# [Given data]
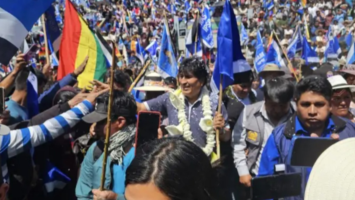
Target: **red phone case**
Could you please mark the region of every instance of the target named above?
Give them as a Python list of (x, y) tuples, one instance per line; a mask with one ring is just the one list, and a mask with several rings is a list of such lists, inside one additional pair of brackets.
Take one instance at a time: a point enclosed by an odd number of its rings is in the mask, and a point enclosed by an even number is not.
[[(161, 123), (161, 114), (159, 112), (155, 112), (153, 111), (140, 111), (138, 112), (138, 114), (137, 115), (138, 117), (137, 118), (137, 123), (136, 125), (136, 138), (135, 140), (135, 146), (136, 147), (136, 149), (135, 151), (135, 155), (136, 155), (136, 153), (137, 152), (137, 136), (138, 135), (138, 127), (139, 124), (139, 116), (141, 113), (151, 113), (152, 114), (157, 114), (159, 115), (159, 126), (157, 128), (157, 129), (158, 130), (160, 126), (160, 124)], [(157, 137), (158, 136), (157, 136)]]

# [Required task]
Copy out all of the material above, requests included, and add 131 to every x and y coordinate in the polygon outlines. Leave the pictures out.

# [Exercise result]
Target: **red phone case**
Could you please mark the region of every instance of the target named above?
Give them as a Python list of (x, y) tuples, one instance per line; a mask with one ring is just the one list, and a mask with several rings is a list of such lists, inside one additional pair of brackets.
Take one instance at a time: a point enclosed by an odd number of its rings is in the mask, and a point enclosed by an even number is not.
[[(292, 254), (292, 245), (290, 243), (286, 243), (284, 242), (271, 242), (269, 243), (269, 245), (268, 246), (269, 248), (268, 249), (268, 254), (267, 256), (267, 269), (266, 271), (266, 277), (267, 278), (267, 280), (266, 282), (266, 286), (267, 286), (267, 284), (268, 283), (268, 267), (269, 266), (269, 258), (270, 255), (270, 247), (272, 244), (282, 244), (283, 245), (288, 245), (290, 246), (290, 257), (288, 259), (288, 260), (289, 261), (291, 257), (291, 255)], [(288, 268), (289, 267), (288, 267)]]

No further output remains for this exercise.